**WHAT YOU NEED TO DO:** Each entry should appear in the answer exactly as written.
** Opening RECORDS PROVIDED block **
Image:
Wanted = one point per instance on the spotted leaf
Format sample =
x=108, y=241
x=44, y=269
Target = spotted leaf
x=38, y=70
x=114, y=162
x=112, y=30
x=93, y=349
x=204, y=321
** Closing RECORDS PROVIDED block **
**ANSWER SPACE:**
Image:
Wanted = one point per instance on the spotted leaf
Format sample =
x=108, y=241
x=44, y=269
Target = spotted leaf
x=38, y=70
x=114, y=162
x=112, y=30
x=93, y=349
x=204, y=321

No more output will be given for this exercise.